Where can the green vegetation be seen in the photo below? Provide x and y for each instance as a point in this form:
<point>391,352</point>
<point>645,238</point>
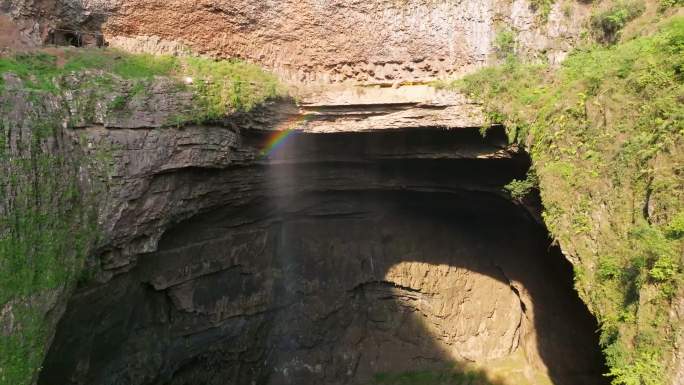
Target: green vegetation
<point>505,44</point>
<point>606,134</point>
<point>608,23</point>
<point>220,87</point>
<point>543,7</point>
<point>519,189</point>
<point>46,229</point>
<point>47,211</point>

──────

JOB:
Rewrite the entries above, swapping "green vegetation" for "plant growth" wherever it appears and keeping everything else the same. Leave the picture out.

EXPECTED ANSWER:
Where can the plant growth be seen in the photo below? Provide x and y for each instance as a point in this form:
<point>391,352</point>
<point>645,238</point>
Target: plant growth
<point>505,44</point>
<point>606,134</point>
<point>608,23</point>
<point>220,87</point>
<point>543,7</point>
<point>519,189</point>
<point>46,229</point>
<point>47,211</point>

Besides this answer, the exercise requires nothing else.